[start of Dataset]

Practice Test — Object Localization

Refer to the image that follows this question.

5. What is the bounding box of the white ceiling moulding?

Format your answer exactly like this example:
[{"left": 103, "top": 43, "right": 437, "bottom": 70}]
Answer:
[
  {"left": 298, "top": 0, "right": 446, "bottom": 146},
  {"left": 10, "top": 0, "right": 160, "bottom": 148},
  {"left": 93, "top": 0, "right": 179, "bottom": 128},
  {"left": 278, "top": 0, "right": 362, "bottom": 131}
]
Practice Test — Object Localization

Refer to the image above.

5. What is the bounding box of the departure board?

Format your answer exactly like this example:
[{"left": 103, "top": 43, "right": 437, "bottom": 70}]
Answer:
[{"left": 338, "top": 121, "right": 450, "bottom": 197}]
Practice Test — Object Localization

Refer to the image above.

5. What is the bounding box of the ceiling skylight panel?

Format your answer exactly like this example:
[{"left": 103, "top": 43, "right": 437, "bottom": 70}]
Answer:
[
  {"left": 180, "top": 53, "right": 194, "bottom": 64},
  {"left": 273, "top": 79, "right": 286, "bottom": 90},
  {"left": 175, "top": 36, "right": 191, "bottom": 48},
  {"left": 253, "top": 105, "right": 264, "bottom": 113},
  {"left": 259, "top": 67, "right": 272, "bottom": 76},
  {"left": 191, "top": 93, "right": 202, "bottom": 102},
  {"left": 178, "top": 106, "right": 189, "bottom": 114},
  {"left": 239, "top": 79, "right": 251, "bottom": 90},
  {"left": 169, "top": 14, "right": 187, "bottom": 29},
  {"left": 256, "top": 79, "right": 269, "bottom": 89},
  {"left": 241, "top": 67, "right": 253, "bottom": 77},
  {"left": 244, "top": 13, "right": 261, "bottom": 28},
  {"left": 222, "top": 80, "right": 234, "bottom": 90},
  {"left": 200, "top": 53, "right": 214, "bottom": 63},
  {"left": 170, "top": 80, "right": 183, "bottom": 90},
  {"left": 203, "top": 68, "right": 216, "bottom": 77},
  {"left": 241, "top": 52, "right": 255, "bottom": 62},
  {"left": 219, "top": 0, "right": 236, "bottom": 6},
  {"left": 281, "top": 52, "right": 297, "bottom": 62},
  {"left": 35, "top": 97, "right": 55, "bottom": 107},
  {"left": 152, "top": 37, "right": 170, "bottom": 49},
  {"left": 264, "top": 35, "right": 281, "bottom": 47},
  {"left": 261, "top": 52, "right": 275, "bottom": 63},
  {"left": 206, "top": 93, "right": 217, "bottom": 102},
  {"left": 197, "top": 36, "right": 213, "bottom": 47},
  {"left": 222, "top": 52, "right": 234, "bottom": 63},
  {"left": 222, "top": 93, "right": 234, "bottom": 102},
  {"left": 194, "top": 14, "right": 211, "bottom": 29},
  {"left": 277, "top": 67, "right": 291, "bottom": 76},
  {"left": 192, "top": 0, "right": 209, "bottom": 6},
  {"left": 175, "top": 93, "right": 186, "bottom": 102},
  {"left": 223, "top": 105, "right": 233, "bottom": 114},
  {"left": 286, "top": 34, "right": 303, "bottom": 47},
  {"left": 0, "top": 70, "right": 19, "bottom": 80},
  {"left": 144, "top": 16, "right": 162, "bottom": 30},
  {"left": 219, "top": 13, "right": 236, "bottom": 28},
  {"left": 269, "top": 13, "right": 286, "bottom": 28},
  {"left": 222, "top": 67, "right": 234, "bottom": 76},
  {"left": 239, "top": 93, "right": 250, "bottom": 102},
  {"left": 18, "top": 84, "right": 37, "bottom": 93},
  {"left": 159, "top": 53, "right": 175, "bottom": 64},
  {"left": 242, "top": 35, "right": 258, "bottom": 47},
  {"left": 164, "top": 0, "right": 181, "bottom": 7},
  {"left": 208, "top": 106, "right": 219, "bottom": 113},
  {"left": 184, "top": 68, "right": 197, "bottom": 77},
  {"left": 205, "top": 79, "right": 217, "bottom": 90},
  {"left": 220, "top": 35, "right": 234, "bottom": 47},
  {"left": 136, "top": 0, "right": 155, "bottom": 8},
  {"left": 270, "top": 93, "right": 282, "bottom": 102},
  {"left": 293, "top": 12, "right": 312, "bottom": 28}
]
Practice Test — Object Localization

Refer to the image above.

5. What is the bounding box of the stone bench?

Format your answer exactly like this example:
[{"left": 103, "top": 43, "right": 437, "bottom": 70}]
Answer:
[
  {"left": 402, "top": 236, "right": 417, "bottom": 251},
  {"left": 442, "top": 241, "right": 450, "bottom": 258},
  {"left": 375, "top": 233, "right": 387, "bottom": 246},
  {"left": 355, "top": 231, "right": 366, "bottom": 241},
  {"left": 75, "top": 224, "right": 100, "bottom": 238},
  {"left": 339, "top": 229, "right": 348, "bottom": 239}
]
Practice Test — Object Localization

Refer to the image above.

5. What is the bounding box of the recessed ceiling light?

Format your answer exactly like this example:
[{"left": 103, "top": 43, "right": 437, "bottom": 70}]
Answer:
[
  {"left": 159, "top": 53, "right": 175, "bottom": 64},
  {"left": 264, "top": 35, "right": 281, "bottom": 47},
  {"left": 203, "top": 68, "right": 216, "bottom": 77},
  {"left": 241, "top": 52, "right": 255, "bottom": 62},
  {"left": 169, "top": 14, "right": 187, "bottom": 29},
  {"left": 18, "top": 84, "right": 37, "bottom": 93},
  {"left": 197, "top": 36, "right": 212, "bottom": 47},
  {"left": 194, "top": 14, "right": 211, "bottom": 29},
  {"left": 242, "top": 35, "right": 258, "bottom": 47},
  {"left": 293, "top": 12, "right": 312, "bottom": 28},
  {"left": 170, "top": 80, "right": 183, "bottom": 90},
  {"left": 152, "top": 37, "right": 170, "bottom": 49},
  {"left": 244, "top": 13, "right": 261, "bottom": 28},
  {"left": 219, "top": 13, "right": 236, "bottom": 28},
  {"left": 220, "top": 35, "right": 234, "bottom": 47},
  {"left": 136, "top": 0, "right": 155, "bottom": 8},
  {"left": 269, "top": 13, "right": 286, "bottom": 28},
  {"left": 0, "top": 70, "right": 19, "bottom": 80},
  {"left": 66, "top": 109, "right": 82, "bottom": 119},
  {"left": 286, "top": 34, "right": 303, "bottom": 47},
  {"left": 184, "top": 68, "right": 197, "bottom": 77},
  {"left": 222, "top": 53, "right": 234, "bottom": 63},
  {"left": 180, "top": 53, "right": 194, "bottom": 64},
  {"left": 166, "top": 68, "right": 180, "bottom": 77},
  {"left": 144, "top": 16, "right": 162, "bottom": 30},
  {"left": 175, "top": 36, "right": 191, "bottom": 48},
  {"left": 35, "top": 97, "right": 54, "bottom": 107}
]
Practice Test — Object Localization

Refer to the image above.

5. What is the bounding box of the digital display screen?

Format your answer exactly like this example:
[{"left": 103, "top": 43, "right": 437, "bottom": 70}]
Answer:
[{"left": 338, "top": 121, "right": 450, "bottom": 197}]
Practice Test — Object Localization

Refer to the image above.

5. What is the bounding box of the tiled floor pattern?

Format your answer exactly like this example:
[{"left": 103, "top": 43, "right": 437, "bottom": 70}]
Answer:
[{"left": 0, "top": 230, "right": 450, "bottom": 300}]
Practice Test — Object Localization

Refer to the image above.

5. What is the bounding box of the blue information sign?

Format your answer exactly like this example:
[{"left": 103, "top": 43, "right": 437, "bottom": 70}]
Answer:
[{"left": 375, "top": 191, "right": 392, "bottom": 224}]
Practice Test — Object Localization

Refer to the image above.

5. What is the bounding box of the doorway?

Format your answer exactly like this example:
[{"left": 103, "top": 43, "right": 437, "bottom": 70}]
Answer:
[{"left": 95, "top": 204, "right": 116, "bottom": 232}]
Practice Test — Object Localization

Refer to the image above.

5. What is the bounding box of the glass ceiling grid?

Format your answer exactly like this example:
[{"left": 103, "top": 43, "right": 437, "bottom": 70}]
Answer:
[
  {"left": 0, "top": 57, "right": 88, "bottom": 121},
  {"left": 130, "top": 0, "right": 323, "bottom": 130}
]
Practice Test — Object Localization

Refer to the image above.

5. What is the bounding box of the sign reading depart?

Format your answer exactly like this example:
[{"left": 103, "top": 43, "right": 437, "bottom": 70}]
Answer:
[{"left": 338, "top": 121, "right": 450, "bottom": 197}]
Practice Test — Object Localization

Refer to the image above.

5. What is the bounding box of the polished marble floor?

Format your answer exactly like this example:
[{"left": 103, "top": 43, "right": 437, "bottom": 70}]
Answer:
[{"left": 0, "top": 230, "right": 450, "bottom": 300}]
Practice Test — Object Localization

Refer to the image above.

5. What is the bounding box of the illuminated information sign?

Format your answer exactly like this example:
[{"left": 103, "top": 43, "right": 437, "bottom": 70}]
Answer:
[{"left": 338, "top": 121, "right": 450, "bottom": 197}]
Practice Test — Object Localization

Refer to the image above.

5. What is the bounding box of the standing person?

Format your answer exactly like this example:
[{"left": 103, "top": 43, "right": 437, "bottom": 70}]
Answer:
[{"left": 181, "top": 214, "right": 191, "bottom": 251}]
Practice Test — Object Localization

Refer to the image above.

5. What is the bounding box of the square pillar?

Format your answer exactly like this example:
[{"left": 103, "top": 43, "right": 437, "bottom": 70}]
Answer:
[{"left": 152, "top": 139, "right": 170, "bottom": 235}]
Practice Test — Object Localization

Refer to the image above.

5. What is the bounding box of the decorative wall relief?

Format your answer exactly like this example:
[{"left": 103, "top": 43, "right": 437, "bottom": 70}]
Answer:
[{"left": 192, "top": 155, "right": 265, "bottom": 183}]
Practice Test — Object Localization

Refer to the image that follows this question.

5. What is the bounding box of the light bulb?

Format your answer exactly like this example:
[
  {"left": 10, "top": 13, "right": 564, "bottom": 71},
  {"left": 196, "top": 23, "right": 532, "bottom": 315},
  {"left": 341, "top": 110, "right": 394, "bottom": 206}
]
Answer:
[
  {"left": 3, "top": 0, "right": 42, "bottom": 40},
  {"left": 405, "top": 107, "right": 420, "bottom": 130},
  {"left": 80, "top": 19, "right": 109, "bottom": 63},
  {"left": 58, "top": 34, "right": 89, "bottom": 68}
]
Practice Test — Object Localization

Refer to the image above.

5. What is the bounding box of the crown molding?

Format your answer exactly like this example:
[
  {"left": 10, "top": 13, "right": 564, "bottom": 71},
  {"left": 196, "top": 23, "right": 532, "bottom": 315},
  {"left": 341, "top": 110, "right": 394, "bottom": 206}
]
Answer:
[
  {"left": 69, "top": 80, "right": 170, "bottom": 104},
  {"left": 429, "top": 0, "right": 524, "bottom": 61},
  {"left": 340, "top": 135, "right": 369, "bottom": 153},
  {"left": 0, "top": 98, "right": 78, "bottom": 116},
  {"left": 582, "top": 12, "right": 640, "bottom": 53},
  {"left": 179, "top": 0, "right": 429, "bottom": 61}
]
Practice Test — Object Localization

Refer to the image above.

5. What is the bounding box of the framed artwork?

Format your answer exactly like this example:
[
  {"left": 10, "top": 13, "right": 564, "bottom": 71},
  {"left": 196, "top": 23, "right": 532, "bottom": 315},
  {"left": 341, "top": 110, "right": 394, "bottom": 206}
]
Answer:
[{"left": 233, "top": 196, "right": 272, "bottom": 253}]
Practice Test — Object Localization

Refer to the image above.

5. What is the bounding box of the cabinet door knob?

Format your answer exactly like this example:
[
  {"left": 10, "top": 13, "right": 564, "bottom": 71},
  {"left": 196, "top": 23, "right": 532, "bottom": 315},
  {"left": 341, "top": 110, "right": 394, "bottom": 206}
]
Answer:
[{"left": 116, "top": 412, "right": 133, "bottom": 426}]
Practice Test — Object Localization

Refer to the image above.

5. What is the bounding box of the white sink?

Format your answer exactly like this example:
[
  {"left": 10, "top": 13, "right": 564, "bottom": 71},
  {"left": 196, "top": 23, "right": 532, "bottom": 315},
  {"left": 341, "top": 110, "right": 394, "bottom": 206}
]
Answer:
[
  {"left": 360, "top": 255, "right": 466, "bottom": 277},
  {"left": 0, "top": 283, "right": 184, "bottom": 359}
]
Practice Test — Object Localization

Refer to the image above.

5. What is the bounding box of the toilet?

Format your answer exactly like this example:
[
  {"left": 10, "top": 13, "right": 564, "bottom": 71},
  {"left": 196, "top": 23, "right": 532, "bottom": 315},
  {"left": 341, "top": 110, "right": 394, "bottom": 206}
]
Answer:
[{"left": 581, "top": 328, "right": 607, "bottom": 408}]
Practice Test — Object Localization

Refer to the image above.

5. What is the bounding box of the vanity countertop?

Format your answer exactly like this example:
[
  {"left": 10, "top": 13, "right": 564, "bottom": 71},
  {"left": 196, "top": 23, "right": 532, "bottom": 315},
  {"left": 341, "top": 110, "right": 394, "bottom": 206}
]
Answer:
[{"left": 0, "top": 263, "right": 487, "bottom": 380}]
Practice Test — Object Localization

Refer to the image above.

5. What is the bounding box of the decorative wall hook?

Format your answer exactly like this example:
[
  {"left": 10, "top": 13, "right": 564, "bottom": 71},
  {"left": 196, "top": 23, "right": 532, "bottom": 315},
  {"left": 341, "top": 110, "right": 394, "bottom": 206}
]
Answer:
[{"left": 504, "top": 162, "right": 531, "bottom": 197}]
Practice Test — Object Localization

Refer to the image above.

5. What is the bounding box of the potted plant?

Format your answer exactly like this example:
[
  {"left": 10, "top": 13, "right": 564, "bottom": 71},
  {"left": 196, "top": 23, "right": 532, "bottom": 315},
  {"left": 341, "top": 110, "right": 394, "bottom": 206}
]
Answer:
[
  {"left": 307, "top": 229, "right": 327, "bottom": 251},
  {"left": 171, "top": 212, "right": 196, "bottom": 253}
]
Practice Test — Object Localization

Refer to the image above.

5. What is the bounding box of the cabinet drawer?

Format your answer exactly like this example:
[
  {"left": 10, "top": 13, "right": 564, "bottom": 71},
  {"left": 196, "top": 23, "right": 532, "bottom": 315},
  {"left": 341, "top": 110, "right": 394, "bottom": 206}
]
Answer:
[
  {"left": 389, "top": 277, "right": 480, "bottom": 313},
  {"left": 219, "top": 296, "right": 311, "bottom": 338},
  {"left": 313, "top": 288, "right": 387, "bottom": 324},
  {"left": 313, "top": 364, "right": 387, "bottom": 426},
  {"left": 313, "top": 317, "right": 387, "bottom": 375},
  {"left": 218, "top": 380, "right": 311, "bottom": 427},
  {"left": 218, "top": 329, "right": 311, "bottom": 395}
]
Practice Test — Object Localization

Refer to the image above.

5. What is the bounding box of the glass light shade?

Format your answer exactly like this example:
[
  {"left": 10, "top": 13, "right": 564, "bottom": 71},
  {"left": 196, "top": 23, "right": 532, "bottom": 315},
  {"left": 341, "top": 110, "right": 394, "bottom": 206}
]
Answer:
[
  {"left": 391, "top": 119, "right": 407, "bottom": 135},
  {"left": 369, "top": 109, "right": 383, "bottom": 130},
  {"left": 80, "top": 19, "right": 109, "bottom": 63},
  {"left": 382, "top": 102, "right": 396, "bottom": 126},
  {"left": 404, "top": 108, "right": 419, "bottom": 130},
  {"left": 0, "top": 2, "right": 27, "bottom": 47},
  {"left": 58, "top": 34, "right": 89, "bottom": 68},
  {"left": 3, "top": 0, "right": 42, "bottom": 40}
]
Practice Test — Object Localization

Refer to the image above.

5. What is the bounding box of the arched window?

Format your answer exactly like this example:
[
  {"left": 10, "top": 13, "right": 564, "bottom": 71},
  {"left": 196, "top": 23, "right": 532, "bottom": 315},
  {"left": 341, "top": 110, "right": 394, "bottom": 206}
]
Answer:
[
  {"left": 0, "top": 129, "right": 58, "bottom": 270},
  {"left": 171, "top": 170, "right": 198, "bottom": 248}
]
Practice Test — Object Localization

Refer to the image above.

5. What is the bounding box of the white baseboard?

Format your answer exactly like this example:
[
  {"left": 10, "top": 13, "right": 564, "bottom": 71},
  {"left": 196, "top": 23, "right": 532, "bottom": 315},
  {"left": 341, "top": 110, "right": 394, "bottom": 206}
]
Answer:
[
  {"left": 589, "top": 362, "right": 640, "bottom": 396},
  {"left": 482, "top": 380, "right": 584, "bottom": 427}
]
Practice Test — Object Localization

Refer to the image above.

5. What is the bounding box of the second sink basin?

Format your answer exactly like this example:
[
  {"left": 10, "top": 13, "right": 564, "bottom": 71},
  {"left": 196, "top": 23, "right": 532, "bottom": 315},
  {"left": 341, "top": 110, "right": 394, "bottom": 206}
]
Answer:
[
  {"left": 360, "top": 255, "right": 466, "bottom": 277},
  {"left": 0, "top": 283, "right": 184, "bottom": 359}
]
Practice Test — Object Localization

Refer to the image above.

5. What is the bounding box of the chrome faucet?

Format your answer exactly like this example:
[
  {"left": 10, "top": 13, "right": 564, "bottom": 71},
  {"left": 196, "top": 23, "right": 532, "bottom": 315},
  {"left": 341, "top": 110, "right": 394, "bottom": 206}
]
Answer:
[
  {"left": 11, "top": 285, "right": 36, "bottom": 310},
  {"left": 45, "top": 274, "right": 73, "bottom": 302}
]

[end of Dataset]

= What is being asked =
Please return every line of the data above that contains the string "information", copied in full. Case counts.

= Answer below =
5. What is the bounding box of the blue information sign?
5. What is the bounding box of the illuminated information sign?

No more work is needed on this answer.